Evaluating the Work Integral Between Two Points

[Charge2]

Homework Statement

Evaluate the Work Integral,
$I = \int_\Gamma [ (\frac{y} {x^2 + y^2} + 1) dx - \frac{x} {x^2+y^2}dy]$
between the points (5, 30/pi) and (2,8/pi), using the potential function. Pesent your answer in exact form.

Homework Equations

$W = \int F . dr$
$\int_\Gamma (Pdx+Qdy)$

The Attempt at a Solution

Usually, we are given the curve along the line. This question we have not.

(5 - 2) and (30/pi - 8/pi) is the region between the points is it not?

Or do I rearange the given formula I, for y?

Do we even use the line integral formula, or use Green's Theorem instead?Thanks in advance.

*MATERIAL:*
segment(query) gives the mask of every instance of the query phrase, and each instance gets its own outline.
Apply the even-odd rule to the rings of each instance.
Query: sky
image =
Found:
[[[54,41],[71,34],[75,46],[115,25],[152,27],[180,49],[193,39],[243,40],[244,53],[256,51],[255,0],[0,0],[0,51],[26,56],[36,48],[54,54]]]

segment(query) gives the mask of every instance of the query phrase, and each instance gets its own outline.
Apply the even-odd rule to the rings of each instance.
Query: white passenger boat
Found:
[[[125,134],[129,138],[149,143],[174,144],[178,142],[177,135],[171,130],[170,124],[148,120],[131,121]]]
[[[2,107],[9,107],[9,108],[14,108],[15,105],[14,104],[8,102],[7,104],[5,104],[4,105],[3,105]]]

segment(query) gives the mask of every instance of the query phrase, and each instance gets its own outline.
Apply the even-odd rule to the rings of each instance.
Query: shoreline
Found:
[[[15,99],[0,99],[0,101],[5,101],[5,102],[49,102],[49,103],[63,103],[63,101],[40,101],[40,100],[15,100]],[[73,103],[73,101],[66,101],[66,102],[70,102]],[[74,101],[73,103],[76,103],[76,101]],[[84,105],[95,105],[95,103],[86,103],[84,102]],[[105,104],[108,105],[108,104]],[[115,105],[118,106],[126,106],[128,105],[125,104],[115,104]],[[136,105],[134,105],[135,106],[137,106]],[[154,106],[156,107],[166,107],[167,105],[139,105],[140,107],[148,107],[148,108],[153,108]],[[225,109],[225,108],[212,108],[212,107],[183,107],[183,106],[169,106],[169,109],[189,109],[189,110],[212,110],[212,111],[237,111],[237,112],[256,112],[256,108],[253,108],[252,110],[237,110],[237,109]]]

*CHALLENGES:*
[a] From the work integral post, transcribe the part that opens with the words containing "The Attempt at" and closes with "formula I, for y?".
[b] Answer these questions about the work integral post.
(i) Between which two points is the integral to be evaluated?
(ii) In what form must the answer be presented?
(iii) Which theorem does the poster ask about using instead of the line integral formula?

*ANSWERS PROVIDED:*
[a]
The Attempt at a Solution

Usually, we are given the curve along the line. This question we have not.

(5 - 2) and (30/pi - 8/pi) is the region between the points is it not?

Or do I rearange the given formula I, for y?

[b]
(i) Between (5, 30/pi) and (2, 8/pi).
(ii) In exact form.
(iii) Green's Theorem.